> RECORDED DATA:
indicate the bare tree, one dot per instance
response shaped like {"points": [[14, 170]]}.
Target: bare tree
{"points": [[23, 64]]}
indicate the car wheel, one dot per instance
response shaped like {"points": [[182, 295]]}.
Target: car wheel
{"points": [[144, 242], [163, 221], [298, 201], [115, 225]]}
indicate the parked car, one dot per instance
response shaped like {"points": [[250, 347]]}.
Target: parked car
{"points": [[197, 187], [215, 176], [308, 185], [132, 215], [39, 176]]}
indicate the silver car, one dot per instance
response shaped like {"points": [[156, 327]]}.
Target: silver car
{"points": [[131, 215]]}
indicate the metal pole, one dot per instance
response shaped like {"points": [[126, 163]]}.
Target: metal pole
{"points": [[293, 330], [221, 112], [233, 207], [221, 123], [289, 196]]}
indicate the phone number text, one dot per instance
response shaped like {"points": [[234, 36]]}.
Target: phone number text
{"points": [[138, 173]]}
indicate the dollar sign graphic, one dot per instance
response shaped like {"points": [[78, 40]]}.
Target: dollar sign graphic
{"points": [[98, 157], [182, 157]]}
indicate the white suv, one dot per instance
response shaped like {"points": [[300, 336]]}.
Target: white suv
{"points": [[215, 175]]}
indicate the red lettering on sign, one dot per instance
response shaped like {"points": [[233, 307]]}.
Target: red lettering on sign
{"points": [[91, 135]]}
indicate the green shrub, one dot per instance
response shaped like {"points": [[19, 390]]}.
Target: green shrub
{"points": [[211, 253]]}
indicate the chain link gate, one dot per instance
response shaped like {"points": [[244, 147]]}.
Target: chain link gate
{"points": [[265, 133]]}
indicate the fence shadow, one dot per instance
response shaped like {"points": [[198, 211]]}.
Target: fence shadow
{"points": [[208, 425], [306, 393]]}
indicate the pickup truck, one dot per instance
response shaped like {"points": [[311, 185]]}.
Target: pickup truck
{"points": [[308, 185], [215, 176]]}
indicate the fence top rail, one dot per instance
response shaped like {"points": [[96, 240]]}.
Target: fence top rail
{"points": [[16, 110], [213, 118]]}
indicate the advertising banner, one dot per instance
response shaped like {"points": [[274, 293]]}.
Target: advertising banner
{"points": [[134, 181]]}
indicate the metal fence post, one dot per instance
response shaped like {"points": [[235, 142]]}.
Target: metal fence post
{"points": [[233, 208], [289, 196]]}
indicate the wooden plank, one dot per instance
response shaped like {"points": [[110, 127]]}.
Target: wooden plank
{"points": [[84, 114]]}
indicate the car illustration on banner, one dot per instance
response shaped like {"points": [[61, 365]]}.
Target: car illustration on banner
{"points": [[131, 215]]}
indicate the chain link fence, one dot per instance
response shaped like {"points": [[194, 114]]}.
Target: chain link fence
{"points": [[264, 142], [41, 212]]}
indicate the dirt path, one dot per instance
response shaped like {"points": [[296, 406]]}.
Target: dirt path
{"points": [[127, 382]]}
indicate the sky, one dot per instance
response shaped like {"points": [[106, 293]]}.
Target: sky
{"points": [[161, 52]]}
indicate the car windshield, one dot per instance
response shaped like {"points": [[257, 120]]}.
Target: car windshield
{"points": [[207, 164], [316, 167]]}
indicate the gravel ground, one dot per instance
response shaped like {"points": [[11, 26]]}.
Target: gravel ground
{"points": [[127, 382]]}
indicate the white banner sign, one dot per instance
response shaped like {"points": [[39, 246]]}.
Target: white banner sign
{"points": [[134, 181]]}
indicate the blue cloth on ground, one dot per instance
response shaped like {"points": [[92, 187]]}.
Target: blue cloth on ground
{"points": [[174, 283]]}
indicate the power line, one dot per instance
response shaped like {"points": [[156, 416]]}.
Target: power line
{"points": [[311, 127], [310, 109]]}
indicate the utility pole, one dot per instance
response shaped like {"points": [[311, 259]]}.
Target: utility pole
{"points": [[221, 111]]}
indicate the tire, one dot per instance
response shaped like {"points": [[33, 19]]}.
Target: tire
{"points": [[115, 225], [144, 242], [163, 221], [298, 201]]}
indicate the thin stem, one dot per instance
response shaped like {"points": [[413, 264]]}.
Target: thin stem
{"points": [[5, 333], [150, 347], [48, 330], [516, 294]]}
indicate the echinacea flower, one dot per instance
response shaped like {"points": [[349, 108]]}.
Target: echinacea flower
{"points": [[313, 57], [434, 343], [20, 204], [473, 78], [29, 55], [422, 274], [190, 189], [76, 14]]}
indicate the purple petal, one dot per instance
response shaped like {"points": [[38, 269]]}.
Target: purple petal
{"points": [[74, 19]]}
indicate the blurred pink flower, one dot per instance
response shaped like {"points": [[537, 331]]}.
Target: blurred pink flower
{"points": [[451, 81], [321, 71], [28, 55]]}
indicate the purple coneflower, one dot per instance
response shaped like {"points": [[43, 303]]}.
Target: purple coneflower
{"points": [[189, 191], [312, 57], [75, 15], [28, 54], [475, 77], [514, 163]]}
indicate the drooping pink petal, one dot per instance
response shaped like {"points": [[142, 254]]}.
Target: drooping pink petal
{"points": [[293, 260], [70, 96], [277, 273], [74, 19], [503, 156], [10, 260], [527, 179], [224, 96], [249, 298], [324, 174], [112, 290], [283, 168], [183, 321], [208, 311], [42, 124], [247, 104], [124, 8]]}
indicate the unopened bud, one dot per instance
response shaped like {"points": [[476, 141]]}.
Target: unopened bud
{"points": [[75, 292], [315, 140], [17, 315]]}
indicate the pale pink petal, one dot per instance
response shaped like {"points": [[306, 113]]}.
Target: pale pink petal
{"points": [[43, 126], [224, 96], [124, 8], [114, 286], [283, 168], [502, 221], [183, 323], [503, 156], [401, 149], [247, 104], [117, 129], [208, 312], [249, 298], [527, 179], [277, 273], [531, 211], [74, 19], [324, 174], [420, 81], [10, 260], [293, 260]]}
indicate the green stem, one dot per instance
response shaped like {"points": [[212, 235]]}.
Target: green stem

> PROMPT:
Retype each record exactly, leaving nothing out.

> OUTPUT OF THE EXERCISE:
indicate the bare tree, one dot per instance
response shaped like {"points": [[14, 170]]}.
Target: bare tree
{"points": [[23, 64]]}
indicate the car wheel, one dot per instance
response shaped like {"points": [[182, 295]]}.
Target: car wheel
{"points": [[144, 242], [163, 221], [298, 201], [115, 225]]}
indicate the parked car, one dot per instance
response shaped like {"points": [[250, 347]]}.
Target: parked car
{"points": [[197, 187], [215, 176], [308, 185], [132, 215], [39, 176]]}
indicate the silver car, one dot per instance
response shaped like {"points": [[156, 327]]}.
Target: silver car
{"points": [[131, 215]]}
indicate the metal pole, one dot per instance
response shaped like {"points": [[126, 163]]}.
Target: metal pole
{"points": [[293, 330], [221, 112], [233, 207], [221, 123], [289, 196]]}
indicate the phone number text, one dot per instance
response shaped like {"points": [[234, 36]]}.
Target: phone number text
{"points": [[138, 173]]}
indicate the dollar sign graphic, one dot per instance
response shaped like {"points": [[78, 40]]}.
Target: dollar sign graphic
{"points": [[98, 157], [182, 157]]}
indicate the white suv, one dot per instance
response shaped like {"points": [[300, 336]]}.
Target: white suv
{"points": [[215, 175]]}
indicate the red lettering on sign, one dot per instance
response shaped like {"points": [[233, 307]]}.
Target: red lettering on sign
{"points": [[91, 135]]}
indicate the green shrub, one dot per instance
response shaped like {"points": [[19, 390]]}.
Target: green shrub
{"points": [[211, 253]]}
indicate the chain link gate, one dot per instance
response shaped like {"points": [[244, 147]]}.
Target: chain link gate
{"points": [[265, 133]]}
indicate the fence shadow, one dot per instance
response shaped like {"points": [[198, 211]]}.
Target: fence shadow
{"points": [[208, 425], [306, 393]]}
indicate the pickup truck, one dot per instance
response shaped like {"points": [[311, 185]]}.
Target: pickup truck
{"points": [[308, 185], [215, 176]]}
indicate the fence top rail, one dot per instance
response shaped like {"points": [[96, 240]]}.
Target: fence top rail
{"points": [[16, 110], [213, 118]]}
indicate the advertising banner, one dot per instance
response shaped like {"points": [[274, 293]]}.
Target: advertising banner
{"points": [[134, 181]]}
indicate the metal fence post, one dot per instance
response shaped like {"points": [[235, 142]]}.
Target: metal fence post
{"points": [[233, 208], [289, 196]]}
indicate the wooden plank, one dot per instance
response shaped like {"points": [[110, 127]]}.
Target: wooden plank
{"points": [[84, 114]]}
indicate the car illustration on banner, one dot per instance
response shaped like {"points": [[61, 365]]}.
Target: car illustration on banner
{"points": [[131, 215]]}
indicate the chain link fence, one dot per instance
response shaped like {"points": [[194, 114]]}.
Target: chain link fence
{"points": [[264, 142], [41, 212]]}
indicate the dirt path, one dot per instance
response shaped like {"points": [[296, 406]]}.
Target: dirt path
{"points": [[127, 382]]}
indicate the sky, one dot per instance
response shaped like {"points": [[106, 293]]}.
Target: sky
{"points": [[161, 52]]}
indicate the car windshield, one dot per instance
response shaped like {"points": [[257, 120]]}.
Target: car windshield
{"points": [[207, 164], [316, 167]]}
indicate the gravel ground, one dot per instance
response shaped like {"points": [[11, 26]]}.
Target: gravel ground
{"points": [[127, 382]]}
indicate the white banner sign, one dot per instance
response shaped like {"points": [[39, 246]]}.
Target: white banner sign
{"points": [[134, 181]]}
indicate the blue cloth on ground, one dot per instance
response shaped like {"points": [[92, 187]]}.
Target: blue cloth on ground
{"points": [[174, 283]]}
indicate the power line, one dot per instance
response shaped like {"points": [[156, 416]]}.
Target: power line
{"points": [[311, 127], [310, 109]]}
indicate the utility pole, one dot per instance
response shaped like {"points": [[311, 259]]}.
Target: utility pole
{"points": [[221, 111]]}
indicate the tire, one dot per instance
response shaped like {"points": [[33, 19]]}.
Target: tire
{"points": [[115, 225], [144, 242], [163, 221], [298, 201]]}
indicate the thin stem, one dot per instance
response shaped like {"points": [[413, 264]]}.
Target: thin stem
{"points": [[5, 333], [150, 347], [48, 330], [516, 294]]}
indicate the echinacea flower, one dot per instance
response shaped like {"points": [[349, 108]]}.
Target: echinacea flower
{"points": [[313, 57], [434, 343], [20, 204], [473, 78], [29, 55], [422, 274], [190, 189], [76, 14]]}
indicate the purple petal, one dot per instance
response shaped like {"points": [[38, 269]]}.
Target: purple petal
{"points": [[74, 19]]}
indicate the blurred pink flower, one dot per instance
response shaped like {"points": [[537, 331]]}.
Target: blurred pink flower
{"points": [[451, 81], [321, 71], [28, 55]]}
indicate the purple coneflower, one dot per instance
response shaped like {"points": [[43, 303]]}.
Target: purple coneflower
{"points": [[189, 191], [312, 57], [75, 15], [28, 54], [475, 77], [514, 163]]}
indicate the drooping pink petal, one dot per instance
response shaped like {"points": [[142, 254]]}.
Target: drooping pink petal
{"points": [[293, 260], [70, 96], [277, 273], [74, 19], [503, 156], [10, 260], [527, 179], [224, 96], [249, 298], [324, 174], [112, 290], [283, 168], [183, 321], [208, 311], [42, 124], [247, 104], [124, 8]]}
indicate the unopened bud, one dot per instance
response shaped like {"points": [[476, 141]]}.
Target: unopened bud
{"points": [[75, 292], [315, 140], [17, 315]]}
indicate the pale pink petal, one dot per instance
response shaped like {"points": [[306, 113]]}.
Target: pale pink petal
{"points": [[43, 126], [224, 96], [124, 8], [114, 286], [283, 168], [502, 221], [183, 323], [503, 156], [401, 149], [247, 104], [117, 129], [208, 312], [249, 298], [527, 179], [277, 273], [531, 211], [74, 19], [324, 174], [420, 81], [10, 260], [293, 260]]}
indicate the green stem, one dot per instance
response shaped like {"points": [[212, 235]]}.
Target: green stem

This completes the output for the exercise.